Report every line in the records below that holds the word "base".

(Data provided)

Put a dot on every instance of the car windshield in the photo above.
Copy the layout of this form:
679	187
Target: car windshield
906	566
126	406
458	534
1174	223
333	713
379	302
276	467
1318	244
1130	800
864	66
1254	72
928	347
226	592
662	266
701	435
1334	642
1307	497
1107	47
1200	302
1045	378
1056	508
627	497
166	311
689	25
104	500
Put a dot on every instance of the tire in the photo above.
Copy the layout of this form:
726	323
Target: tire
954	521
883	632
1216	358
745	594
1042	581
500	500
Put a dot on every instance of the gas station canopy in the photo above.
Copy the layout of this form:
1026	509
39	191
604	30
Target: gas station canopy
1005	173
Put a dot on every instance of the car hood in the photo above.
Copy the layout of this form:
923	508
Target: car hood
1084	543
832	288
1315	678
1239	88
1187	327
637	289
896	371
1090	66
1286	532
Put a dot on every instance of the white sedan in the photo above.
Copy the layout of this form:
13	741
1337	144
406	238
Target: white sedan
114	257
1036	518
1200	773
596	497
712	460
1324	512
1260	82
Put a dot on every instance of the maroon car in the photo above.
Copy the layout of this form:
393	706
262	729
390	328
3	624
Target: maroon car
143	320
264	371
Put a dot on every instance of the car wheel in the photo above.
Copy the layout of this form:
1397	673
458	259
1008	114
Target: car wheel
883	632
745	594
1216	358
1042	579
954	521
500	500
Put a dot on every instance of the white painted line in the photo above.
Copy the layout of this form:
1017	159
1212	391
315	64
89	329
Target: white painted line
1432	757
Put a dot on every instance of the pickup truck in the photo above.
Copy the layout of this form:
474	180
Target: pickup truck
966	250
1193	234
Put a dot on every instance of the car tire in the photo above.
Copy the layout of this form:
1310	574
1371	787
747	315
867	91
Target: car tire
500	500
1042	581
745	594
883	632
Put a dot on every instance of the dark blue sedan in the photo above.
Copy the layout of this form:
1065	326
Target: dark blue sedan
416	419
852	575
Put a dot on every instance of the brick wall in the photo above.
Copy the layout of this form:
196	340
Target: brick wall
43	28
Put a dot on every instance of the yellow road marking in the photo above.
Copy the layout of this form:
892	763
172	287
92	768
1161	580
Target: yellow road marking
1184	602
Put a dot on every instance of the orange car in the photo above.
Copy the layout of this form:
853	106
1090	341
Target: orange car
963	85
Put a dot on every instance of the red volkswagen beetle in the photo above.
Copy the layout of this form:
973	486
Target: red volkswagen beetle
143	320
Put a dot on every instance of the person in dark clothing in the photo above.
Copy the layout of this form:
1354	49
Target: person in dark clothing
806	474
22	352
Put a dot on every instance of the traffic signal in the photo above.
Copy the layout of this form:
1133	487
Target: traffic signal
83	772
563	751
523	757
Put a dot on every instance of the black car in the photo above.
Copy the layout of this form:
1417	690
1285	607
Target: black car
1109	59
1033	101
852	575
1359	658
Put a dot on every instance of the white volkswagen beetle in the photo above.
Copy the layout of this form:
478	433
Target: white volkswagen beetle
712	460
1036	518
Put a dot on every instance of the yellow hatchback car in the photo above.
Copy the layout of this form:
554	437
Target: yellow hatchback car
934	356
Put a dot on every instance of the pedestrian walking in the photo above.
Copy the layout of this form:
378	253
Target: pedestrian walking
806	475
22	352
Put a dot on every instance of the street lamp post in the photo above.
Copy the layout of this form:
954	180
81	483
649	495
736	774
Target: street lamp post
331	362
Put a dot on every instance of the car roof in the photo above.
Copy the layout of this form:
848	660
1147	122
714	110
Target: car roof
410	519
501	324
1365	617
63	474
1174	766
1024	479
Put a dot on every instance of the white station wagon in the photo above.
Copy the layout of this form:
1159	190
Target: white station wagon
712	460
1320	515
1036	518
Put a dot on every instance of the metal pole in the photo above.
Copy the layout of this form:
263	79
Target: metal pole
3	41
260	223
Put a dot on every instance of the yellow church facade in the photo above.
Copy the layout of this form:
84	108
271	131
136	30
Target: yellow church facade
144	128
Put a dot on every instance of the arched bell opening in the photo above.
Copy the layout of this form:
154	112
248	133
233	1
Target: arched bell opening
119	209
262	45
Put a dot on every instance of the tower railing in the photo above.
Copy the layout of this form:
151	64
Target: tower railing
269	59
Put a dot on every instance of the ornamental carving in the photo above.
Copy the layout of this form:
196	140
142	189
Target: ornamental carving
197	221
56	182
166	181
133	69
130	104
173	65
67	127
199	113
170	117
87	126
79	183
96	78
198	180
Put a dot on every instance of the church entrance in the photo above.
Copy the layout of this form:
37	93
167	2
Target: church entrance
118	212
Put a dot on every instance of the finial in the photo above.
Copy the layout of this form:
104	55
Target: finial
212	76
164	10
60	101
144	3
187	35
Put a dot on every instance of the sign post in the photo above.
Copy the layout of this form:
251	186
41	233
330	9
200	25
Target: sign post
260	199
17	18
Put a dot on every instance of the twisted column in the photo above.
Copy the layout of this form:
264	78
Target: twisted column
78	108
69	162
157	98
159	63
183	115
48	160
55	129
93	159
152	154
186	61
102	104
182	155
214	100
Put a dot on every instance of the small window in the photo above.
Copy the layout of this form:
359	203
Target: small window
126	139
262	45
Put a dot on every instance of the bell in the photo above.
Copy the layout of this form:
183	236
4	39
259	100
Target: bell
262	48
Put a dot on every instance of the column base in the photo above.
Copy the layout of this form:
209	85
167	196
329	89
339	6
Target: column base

(End Data provided)

Solved problem
Put a dot on every instance of the column base in the photo above.
Target: column base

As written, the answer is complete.